Required work ::
Would you return the data exactly as given, except for its pictures?

Saved entries
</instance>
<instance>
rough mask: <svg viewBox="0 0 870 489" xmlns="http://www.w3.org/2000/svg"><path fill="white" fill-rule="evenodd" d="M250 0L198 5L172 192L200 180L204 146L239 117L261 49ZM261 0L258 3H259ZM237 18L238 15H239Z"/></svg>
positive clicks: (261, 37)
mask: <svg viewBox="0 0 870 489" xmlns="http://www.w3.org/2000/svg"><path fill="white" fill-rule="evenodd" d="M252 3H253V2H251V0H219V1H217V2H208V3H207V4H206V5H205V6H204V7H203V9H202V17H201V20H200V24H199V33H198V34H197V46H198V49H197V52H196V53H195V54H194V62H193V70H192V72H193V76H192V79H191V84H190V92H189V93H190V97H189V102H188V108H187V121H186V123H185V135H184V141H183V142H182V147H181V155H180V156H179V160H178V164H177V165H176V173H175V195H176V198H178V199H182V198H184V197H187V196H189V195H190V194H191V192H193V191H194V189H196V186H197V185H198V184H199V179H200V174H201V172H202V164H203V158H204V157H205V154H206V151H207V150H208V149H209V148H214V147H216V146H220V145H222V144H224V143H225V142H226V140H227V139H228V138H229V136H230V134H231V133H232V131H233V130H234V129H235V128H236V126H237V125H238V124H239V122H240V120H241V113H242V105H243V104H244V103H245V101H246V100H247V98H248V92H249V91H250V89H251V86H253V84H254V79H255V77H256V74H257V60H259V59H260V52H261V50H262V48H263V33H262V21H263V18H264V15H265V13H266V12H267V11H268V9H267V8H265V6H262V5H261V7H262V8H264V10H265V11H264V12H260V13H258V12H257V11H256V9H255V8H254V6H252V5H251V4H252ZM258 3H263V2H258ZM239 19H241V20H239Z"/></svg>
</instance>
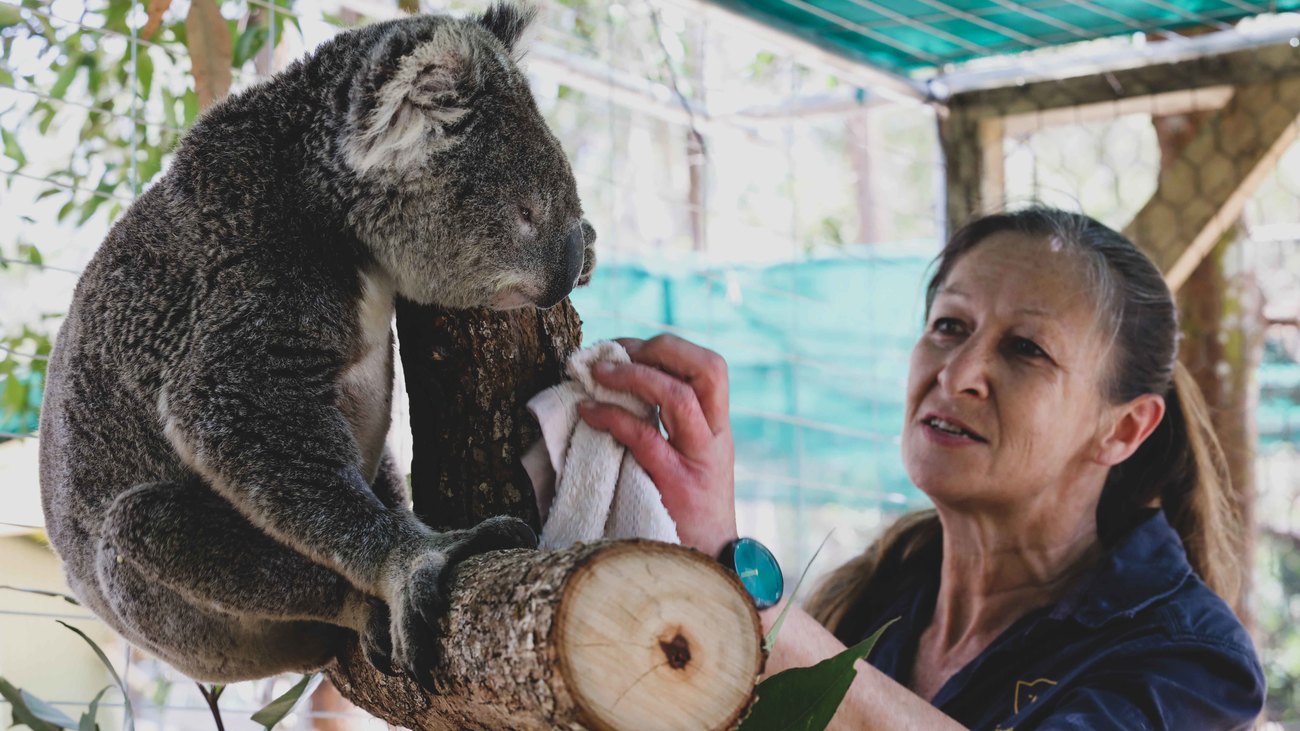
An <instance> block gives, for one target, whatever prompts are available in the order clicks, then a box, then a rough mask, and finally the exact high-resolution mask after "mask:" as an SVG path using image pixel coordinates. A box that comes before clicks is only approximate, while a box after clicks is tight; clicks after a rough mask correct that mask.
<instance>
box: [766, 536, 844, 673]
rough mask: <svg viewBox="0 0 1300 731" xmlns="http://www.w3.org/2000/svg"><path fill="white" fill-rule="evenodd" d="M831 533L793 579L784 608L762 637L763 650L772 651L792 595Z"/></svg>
mask: <svg viewBox="0 0 1300 731" xmlns="http://www.w3.org/2000/svg"><path fill="white" fill-rule="evenodd" d="M833 533H835V531H831V532H829V533H827V535H826V537H824V538H822V545H819V546H818V548H816V550H815V552H813V558H810V559H809V562H807V563H805V565H803V572H802V574H800V580H798V581H794V588H793V589H790V598H789V600H788V601H787V602H785V609H783V610H781V614H780V615H779V617H777V618H776V622H775V623H774V624H772V628H771V630H768V632H767V636H766V637H763V652H772V645H775V644H776V635H777V633H780V631H781V626H783V624H785V615H787V614H788V613H789V611H790V607H792V606H794V597H796V596H798V593H800V587H802V585H803V579H807V575H809V568H811V567H813V562H814V561H816V557H818V555H819V554H820V553H822V549H824V548H826V542H827V541H829V540H831V536H832V535H833Z"/></svg>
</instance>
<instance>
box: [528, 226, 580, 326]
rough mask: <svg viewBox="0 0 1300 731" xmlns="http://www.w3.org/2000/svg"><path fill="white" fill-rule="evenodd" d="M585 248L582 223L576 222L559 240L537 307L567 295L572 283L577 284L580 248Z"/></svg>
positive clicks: (545, 305)
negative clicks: (545, 285)
mask: <svg viewBox="0 0 1300 731" xmlns="http://www.w3.org/2000/svg"><path fill="white" fill-rule="evenodd" d="M585 248H586V239H585V238H584V235H582V225H581V222H578V224H575V225H573V226H572V228H571V229H569V230H568V233H567V234H565V235H564V239H563V241H562V242H560V246H559V252H558V254H556V258H555V264H554V269H552V271H551V272H550V281H549V282H547V287H546V291H545V293H542V297H541V299H539V300H538V303H537V306H538V307H542V308H546V307H551V306H554V304H558V303H559V300H562V299H564V298H565V297H568V293H569V291H572V290H573V285H575V284H577V276H578V274H580V273H581V272H582V250H585Z"/></svg>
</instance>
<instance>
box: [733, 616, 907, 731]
mask: <svg viewBox="0 0 1300 731" xmlns="http://www.w3.org/2000/svg"><path fill="white" fill-rule="evenodd" d="M894 622H897V619H892V620H889V623H887V624H885V626H884V627H881V628H880V630H876V632H875V633H874V635H871V636H870V637H867V639H866V640H862V641H861V643H858V644H855V645H853V646H852V648H848V649H845V650H844V652H842V653H840V654H837V656H835V657H831V658H827V659H823V661H822V662H819V663H816V665H814V666H813V667H792V669H790V670H787V671H784V672H777V674H775V675H772V676H770V678H767V679H764V680H763V682H762V683H759V684H758V687H757V688H754V693H755V695H757V696H758V700H757V701H754V708H753V709H750V713H749V717H746V718H745V721H744V722H742V723H741V724H740V731H820V730H822V728H826V727H827V724H828V723H831V718H832V717H833V715H835V711H836V709H839V708H840V702H841V701H844V695H845V693H848V692H849V685H852V684H853V679H854V678H855V676H857V675H858V669H857V667H855V666H854V663H855V662H857V661H859V659H865V658H866V657H867V654H870V653H871V648H874V646H875V644H876V641H878V640H879V639H880V635H883V633H884V631H885V630H888V628H889V626H891V624H893V623H894Z"/></svg>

Task result ::
</instance>
<instance>
rough mask: <svg viewBox="0 0 870 489" xmlns="http://www.w3.org/2000/svg"><path fill="white" fill-rule="evenodd" d="M250 0L198 5L172 192L200 180L204 146L239 117L261 49ZM261 0L258 3H259ZM237 18L238 15H239Z"/></svg>
positive clicks: (261, 37)
mask: <svg viewBox="0 0 870 489" xmlns="http://www.w3.org/2000/svg"><path fill="white" fill-rule="evenodd" d="M252 3H253V2H251V0H219V1H217V2H208V3H207V4H206V5H205V6H204V7H203V9H202V17H201V20H200V24H199V33H198V34H197V46H198V49H197V52H196V53H195V54H194V62H193V70H192V72H193V76H192V79H191V84H190V92H189V93H190V97H189V102H188V108H187V121H186V123H185V135H184V141H183V142H182V147H181V155H180V156H179V160H178V164H177V165H176V173H175V195H176V198H178V199H182V198H184V197H187V196H189V195H190V194H191V192H193V191H194V189H196V186H197V185H198V184H199V179H200V174H201V172H202V164H203V158H204V157H205V154H206V151H207V150H208V149H209V148H214V147H216V146H220V145H222V144H224V143H225V142H226V140H227V139H228V138H229V136H230V134H231V133H232V131H233V130H234V129H235V128H236V126H237V125H238V124H239V122H240V120H241V113H242V105H243V104H244V103H245V101H246V100H247V98H248V92H249V91H250V89H251V86H253V84H254V79H255V77H256V74H257V60H259V59H260V52H261V50H262V48H263V33H262V21H263V18H264V15H265V13H266V12H267V11H268V9H267V8H265V6H262V5H261V7H262V8H264V10H265V11H264V12H260V13H258V12H257V11H256V9H255V8H254V6H252V5H251V4H252ZM258 3H263V2H258ZM239 19H241V20H239Z"/></svg>
</instance>
An <instance> block gives, for one target, whatever prompts are available in the order clicks, then a box, then a rough mask, and finally the exact high-resolution mask after "mask:" as an SVG path using image pixel coordinates. A box that comes before clicks is only approximate, while a box after clicks is tight; clicks after a rough mask correct that mask.
<instance>
box: [766, 536, 844, 673]
rough mask: <svg viewBox="0 0 1300 731" xmlns="http://www.w3.org/2000/svg"><path fill="white" fill-rule="evenodd" d="M831 533L793 579L784 608L762 637L763 650L772 651L792 595Z"/></svg>
mask: <svg viewBox="0 0 1300 731" xmlns="http://www.w3.org/2000/svg"><path fill="white" fill-rule="evenodd" d="M833 533H835V531H831V532H829V533H827V535H826V537H824V538H822V545H819V546H818V548H816V550H815V552H813V558H810V559H809V562H807V563H805V565H803V572H802V574H800V580H798V581H794V588H793V589H790V598H789V600H788V601H787V602H785V609H783V610H781V614H780V615H779V617H777V618H776V622H775V623H774V624H772V628H771V630H768V632H767V636H766V637H763V652H772V645H775V644H776V635H777V633H780V631H781V626H783V624H785V615H787V614H788V613H789V611H790V607H792V606H794V597H796V596H798V593H800V587H802V585H803V579H807V575H809V568H811V567H813V562H814V561H816V557H818V555H819V554H820V553H822V549H824V548H826V542H827V541H829V540H831V536H832V535H833Z"/></svg>
</instance>
<instance>
box: [528, 226, 580, 326]
rough mask: <svg viewBox="0 0 1300 731" xmlns="http://www.w3.org/2000/svg"><path fill="white" fill-rule="evenodd" d="M585 248L582 223L576 222L559 240L537 307L567 295L572 283L577 284L580 248Z"/></svg>
positive clicks: (545, 305)
negative clicks: (545, 285)
mask: <svg viewBox="0 0 1300 731" xmlns="http://www.w3.org/2000/svg"><path fill="white" fill-rule="evenodd" d="M585 248H586V239H585V238H584V235H582V225H581V222H578V224H575V225H573V226H572V228H571V229H569V230H568V233H567V234H565V235H564V239H563V241H562V242H560V246H559V252H558V254H556V258H555V264H554V269H552V271H551V272H550V281H549V282H547V287H546V291H545V293H542V297H541V299H539V300H538V303H537V306H538V307H542V308H546V307H551V306H554V304H558V303H559V300H562V299H564V298H565V297H568V293H569V291H572V290H573V285H575V284H577V276H578V274H580V273H581V272H582V250H585Z"/></svg>
</instance>
<instance>
box: [733, 616, 907, 731]
mask: <svg viewBox="0 0 1300 731" xmlns="http://www.w3.org/2000/svg"><path fill="white" fill-rule="evenodd" d="M894 622H897V619H892V620H889V623H887V624H885V626H884V627H881V628H880V630H876V632H875V633H874V635H871V636H870V637H867V639H866V640H862V641H861V643H858V644H855V645H853V646H852V648H848V649H845V650H844V652H842V653H840V654H837V656H835V657H831V658H827V659H823V661H822V662H819V663H816V665H814V666H813V667H792V669H790V670H787V671H784V672H777V674H775V675H772V676H770V678H767V679H764V680H763V682H762V683H759V684H758V687H757V688H754V693H755V695H757V696H758V700H757V701H754V708H753V709H750V713H749V717H746V718H745V721H744V722H742V723H741V724H740V731H820V730H822V728H826V727H827V724H828V723H831V718H832V717H833V715H835V711H836V709H839V708H840V702H841V701H844V695H845V693H848V692H849V685H852V684H853V679H854V678H855V676H857V675H858V669H857V667H855V666H854V663H855V662H857V661H859V659H865V658H866V657H867V654H870V653H871V648H874V646H875V644H876V641H878V640H879V639H880V635H883V633H884V631H885V630H888V628H889V626H891V624H893V623H894Z"/></svg>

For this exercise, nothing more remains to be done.